• [What to work on]: Transcribe the full listing below exactly.

[START]

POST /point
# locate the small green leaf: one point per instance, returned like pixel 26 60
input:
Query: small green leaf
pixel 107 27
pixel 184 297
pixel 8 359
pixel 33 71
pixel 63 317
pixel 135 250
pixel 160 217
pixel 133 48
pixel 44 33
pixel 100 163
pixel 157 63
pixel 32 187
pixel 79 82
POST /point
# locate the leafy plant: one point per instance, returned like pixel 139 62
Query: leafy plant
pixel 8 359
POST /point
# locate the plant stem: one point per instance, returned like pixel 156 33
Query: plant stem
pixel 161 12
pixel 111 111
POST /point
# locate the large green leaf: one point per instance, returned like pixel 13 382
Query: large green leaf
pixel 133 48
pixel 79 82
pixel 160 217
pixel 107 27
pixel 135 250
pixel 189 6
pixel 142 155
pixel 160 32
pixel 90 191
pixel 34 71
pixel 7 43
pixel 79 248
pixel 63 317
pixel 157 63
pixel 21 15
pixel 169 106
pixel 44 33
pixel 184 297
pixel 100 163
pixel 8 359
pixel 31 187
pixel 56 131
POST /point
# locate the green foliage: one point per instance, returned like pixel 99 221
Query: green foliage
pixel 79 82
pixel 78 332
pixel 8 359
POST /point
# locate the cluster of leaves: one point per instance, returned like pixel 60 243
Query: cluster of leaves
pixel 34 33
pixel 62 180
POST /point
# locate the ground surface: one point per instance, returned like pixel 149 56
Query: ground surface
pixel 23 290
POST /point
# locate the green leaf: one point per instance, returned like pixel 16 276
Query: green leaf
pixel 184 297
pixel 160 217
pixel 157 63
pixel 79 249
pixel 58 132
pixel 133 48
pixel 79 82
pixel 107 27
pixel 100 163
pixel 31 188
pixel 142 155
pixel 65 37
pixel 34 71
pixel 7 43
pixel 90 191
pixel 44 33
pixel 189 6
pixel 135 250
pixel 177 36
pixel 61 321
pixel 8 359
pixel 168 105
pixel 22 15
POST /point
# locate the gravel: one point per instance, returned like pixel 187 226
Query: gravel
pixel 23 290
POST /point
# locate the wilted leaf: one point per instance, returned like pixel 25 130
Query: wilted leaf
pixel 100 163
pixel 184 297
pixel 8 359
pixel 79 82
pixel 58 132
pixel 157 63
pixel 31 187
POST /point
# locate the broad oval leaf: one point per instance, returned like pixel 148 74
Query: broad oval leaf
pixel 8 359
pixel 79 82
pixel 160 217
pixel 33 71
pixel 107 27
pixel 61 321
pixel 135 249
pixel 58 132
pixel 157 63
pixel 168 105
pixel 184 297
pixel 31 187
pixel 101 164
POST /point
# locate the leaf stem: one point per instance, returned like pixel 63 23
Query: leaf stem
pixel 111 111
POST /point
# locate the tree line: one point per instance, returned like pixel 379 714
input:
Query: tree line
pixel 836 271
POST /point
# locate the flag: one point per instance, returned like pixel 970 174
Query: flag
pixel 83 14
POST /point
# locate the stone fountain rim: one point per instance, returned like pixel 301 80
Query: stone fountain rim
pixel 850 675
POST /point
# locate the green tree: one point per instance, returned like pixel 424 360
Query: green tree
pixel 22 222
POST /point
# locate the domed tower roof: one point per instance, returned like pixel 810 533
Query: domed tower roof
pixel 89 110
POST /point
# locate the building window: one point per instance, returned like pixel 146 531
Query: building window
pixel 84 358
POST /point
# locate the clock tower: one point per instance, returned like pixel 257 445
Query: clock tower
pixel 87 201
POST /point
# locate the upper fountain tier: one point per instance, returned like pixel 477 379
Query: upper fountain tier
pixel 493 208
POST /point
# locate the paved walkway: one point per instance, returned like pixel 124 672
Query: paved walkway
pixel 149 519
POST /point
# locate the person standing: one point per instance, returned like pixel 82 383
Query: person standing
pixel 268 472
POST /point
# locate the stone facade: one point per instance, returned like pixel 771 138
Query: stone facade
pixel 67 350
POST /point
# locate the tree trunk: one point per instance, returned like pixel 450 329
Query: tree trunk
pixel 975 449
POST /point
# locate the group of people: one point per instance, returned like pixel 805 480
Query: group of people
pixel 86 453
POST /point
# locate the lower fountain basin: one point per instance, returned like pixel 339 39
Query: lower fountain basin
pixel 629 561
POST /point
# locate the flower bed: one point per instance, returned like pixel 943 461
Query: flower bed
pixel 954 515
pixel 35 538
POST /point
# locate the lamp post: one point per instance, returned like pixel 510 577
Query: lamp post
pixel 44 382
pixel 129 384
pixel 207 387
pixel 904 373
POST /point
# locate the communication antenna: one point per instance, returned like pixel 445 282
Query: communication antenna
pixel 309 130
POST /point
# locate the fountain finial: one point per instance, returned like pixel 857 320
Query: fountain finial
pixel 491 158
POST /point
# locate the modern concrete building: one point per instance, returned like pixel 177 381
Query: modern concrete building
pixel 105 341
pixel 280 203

[END]

• [Response]:
POST /point
# locate the small green leaf: one point per instance, returned like pixel 26 60
input:
Query: small green leaf
pixel 107 27
pixel 184 297
pixel 8 359
pixel 33 71
pixel 63 317
pixel 135 250
pixel 160 217
pixel 133 48
pixel 44 33
pixel 100 163
pixel 157 63
pixel 32 187
pixel 79 82
POST /point
# locate the leafy plant: one point per instance, returned like pixel 139 62
Query: leafy plant
pixel 8 359
POST /point
# locate the plant stem: one point per instance, returned like pixel 156 33
Query: plant stem
pixel 161 12
pixel 111 111
POST /point
# locate the large green leaf: one point per instance, returned like pixel 13 382
Query: large green leaf
pixel 133 48
pixel 79 82
pixel 160 217
pixel 107 27
pixel 135 250
pixel 189 6
pixel 142 155
pixel 160 32
pixel 90 191
pixel 34 71
pixel 7 43
pixel 79 248
pixel 63 317
pixel 157 63
pixel 21 15
pixel 169 106
pixel 44 33
pixel 184 297
pixel 100 163
pixel 8 359
pixel 31 187
pixel 56 131
POST /point
# locate the green foliage: one point per instance, returned like pixel 99 221
Query: green foliage
pixel 79 82
pixel 78 332
pixel 8 359
POST /point
# locate the cluster of leaves: one point per instance, returned like pixel 60 243
Query: cluster of leaves
pixel 34 33
pixel 62 180
POST /point
# locate the ground surface: one point per instance, returned like pixel 149 56
Query: ground surface
pixel 23 290
POST /point
# locate the green leaf: one point per instance, returned like pixel 16 276
Query: green leaf
pixel 184 297
pixel 160 217
pixel 157 63
pixel 79 249
pixel 58 132
pixel 133 48
pixel 79 82
pixel 107 27
pixel 100 163
pixel 31 188
pixel 142 155
pixel 65 37
pixel 34 71
pixel 7 43
pixel 90 191
pixel 44 33
pixel 189 6
pixel 135 250
pixel 177 36
pixel 61 321
pixel 8 359
pixel 168 105
pixel 22 15
POST /point
# locate the gravel: one point per instance, returned like pixel 187 226
Query: gravel
pixel 23 290
POST /point
# locate the wilted leaf: one point per instance, returned like pixel 25 130
Query: wilted leaf
pixel 100 163
pixel 184 297
pixel 8 359
pixel 79 82
pixel 58 132
pixel 157 63
pixel 31 187
POST /point
# locate the broad oval leaf: one point per instance, returned like pixel 148 74
Query: broad oval leaf
pixel 8 359
pixel 79 82
pixel 160 217
pixel 33 71
pixel 107 27
pixel 61 321
pixel 135 249
pixel 58 132
pixel 157 63
pixel 168 105
pixel 184 297
pixel 31 187
pixel 101 164
POST /point
# locate the leaf stem: one point per instance, returned like pixel 63 23
Query: leaf stem
pixel 111 111
POST /point
# locate the tree line: one point per instance, returned like pixel 379 714
input:
Query: tree line
pixel 836 271
POST /point
# locate the flag: one point per instance, returned like pixel 970 174
Query: flag
pixel 83 14
POST /point
# locate the stone fountain rim: one point per instance, returned like pixel 301 80
Query: stone fountain rim
pixel 850 675
POST /point
# locate the green tree: one point per instance, returned like pixel 424 360
Query: green tree
pixel 22 222
POST /point
# locate the domed tower roof: one point per instance, returned like pixel 810 533
Query: domed tower roof
pixel 89 110
POST /point
# locate the building window: one point per instance, returned like pixel 146 531
Query: building window
pixel 84 358
POST /point
# locate the clock tower: one point per instance, returned like pixel 257 445
Query: clock tower
pixel 87 201
POST /point
# locate the upper fountain tier: one point per instance, returned like pixel 477 379
Query: upper fountain tier
pixel 493 208
POST /point
# locate the paved walkway: one point per instance, returned like pixel 124 672
Query: paved walkway
pixel 149 519
POST /point
# locate the person standing: one point per instance, returned like pixel 82 383
Query: person standing
pixel 268 472
POST /point
# locate the stone facade: one point per instance, returned like pixel 771 138
Query: stone facade
pixel 67 350
POST /point
# locate the tree trunk: one point per instance, returned like pixel 450 329
Query: tree trunk
pixel 975 449
POST /point
# locate the group of people: one point per instance, returned like pixel 805 480
Query: group of people
pixel 86 453
POST /point
# locate the lower fountain basin: one point per instance, returned like pixel 339 39
Query: lower fountain basin
pixel 629 561
POST /point
# locate the flower bed: one point per instance, returned like pixel 943 461
Query: flower bed
pixel 954 515
pixel 35 538
POST /point
# locate the lamp post: one point per instance, returned like pixel 510 577
Query: lamp post
pixel 44 382
pixel 129 384
pixel 207 387
pixel 904 373
POST /point
# locate the communication antenna: one point per instance, returned like pixel 445 282
Query: communication antenna
pixel 309 130
POST /point
# locate the fountain finial: one point per instance, returned like pixel 857 320
Query: fountain finial
pixel 491 158
POST /point
# locate the modern concrete building: one point per instance, returned like pixel 177 381
Query: modern concrete building
pixel 105 341
pixel 280 203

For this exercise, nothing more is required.